“Heart disease is 90% preventable – everyone can prevent heart disease anywhere in the world by eating foods that are low in salt and animal fat, exercising regularly and not smoking” - Leslie Cho, Section Head of Preventative Cardiology at the Cleveland Clinic.

1910 was a big year.

Can you guess why?

It is the year heart disease usurped pneumonia and influenza to become the leading cause of death in the United States.

While notable progress has been made for most other widely prevalent diseases, heart disease is still the #1 killer in the country. With that in mind, it is interesting to consider the following historical data from the CDC regarding heart disease:

· In 1910, the death rate due to heart disease per 100,000 population was 159

· In 2019, the death rate due to heart disease per 100,000 population was 161, down from a high in the 1950s of nearly 600

With these statistics in mind, it is no surprise that heart disease currently remains the largest line item in American healthcare. Despite spending $216 billion per year (and causing $147 billion in lost productivity on the job.), the death rate in the US is nearly the same as it was 120 years ago. While grim, over the years, we have learned which lifestyle adjustments when adopted early, can prevent and/or mitigate heart disease.

Dr. Leslie Cho, Section Head of Preventative Cardiology at the Cleveland Clinic, highlighted a recent analysis which showed ninety percent of the nearly 18 million heart disease cases worldwide could be prevented by people making more informed choices around the food they consume, exercising on a regular basis and quitting or never taking up smoking. Later in her analysis, she goes on to focus specifically on the presentation of heart disease in women.

Interestingly, women in the US were 3.85x more likely to die from heart disease in the 1950s compared to 2019. The most dramatic drops and annual numbers came after 1971 when the CDC first started reporting male and female statistics separately. In fact, during the 20 years between 1970-1990, the female death rate due to heart disease fell by a whopping 33%.

Things to do:
1. In the heart disease article, in what year did heart disease become the leading cause of death in the United States?
2. According to the Leslie Cho quote that opens the heart disease article, which lifestyle habits can prevent heart disease?
3. Carry on the heart disease article from its last sentence.
The listing below comes from a separate source, unrelated to the heart disease article.

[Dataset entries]
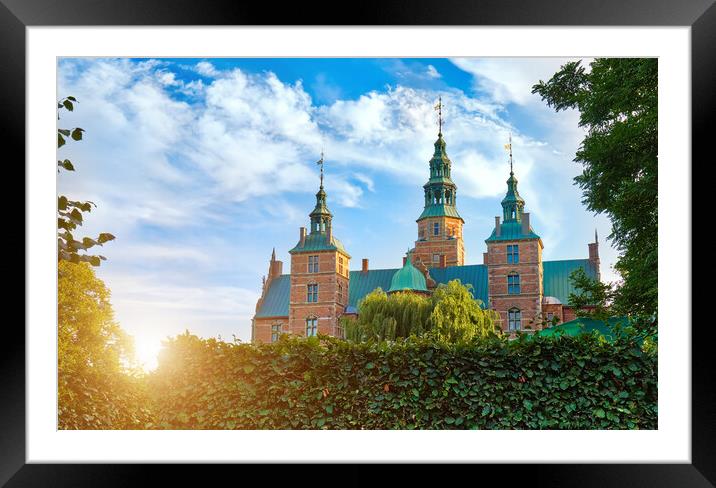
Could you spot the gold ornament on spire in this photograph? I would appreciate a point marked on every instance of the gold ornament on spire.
(320, 163)
(508, 147)
(439, 108)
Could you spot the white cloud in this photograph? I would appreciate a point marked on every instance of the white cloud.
(509, 80)
(197, 164)
(431, 72)
(207, 69)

Answers to each task:
1. 1910

2.
- Eating foods that are low in salt and animal fat
- Exercising regularly
- Not smoking

3.
Despite these fantastic gains, heart disease continues to be the #1 cause of death in American women. Dr. Cho shared the following in an effort to highlight how differently heart disease presents in women compared to men:

“Women have what we call a 10-year gender gap. Due to estrogen, they tend to develop heart disease in their 60s, in comparison with men who get it in their 50s. However, having diabetes eliminates this gap for women. Hypertension or diabetes during pregnancy are also major risk factors for early heart disease among women. People with auto-immune disorders, such as Type 1 diabetes, multiple sclerosis, or lupus, are at increased risk of heart disease, and 80 percent of people with autoimmune disease are women.”

The Cleveland Clinic recently published updated risk factors unique to women, that in some cases can increase a woman’s chance of heart disease by 400%. These risk factors include:

· High Blood Pressure During Pregnancy

· Gestational Diabetes

· History of Preterm Birth

· Miscarriage or Stillbirth

· Premature Menopause

· Polycystic Ovarian Syndrome (PCOS)

Just as men and women have different risk factors, each group can have different treatments. As such, it’s important to have a conversation with your doctor about what may be best for you.

Regardless, studies have shown that prioritizing a heart-healthy diet, exercising, and living a healthy lifestyle are the BEST ways to prevent heart disease from happening in the first place. We at Pritikin ICR work hard to empower intensive cardiac rehab patients with practical adjustments they can make in their lives to improve their heart health. Our hope is that they share what they’ve learned within their communities and families as a heart-healthy lifestyle benefits everyone!